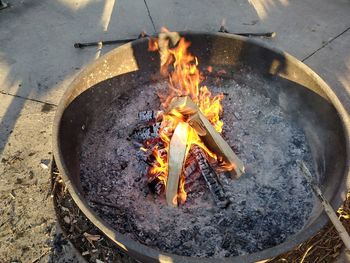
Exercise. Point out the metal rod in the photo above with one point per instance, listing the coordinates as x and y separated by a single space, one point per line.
264 34
104 43
326 205
121 41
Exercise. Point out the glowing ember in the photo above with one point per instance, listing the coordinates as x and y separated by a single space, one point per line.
184 80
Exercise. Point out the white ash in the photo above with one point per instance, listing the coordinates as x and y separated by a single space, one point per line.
269 203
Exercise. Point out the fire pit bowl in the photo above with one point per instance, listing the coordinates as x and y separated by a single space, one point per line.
299 91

Work instructions → Word for word, repeat the lines that begin at the one with "Exercise. Point out the fire" and continue to the end of the listing above.

Answer for the task →
Exercise. Point out the fire pit bowl in the photo above with one point per instance, listing the coordinates as x and y separated by a single space, one point per line.
299 91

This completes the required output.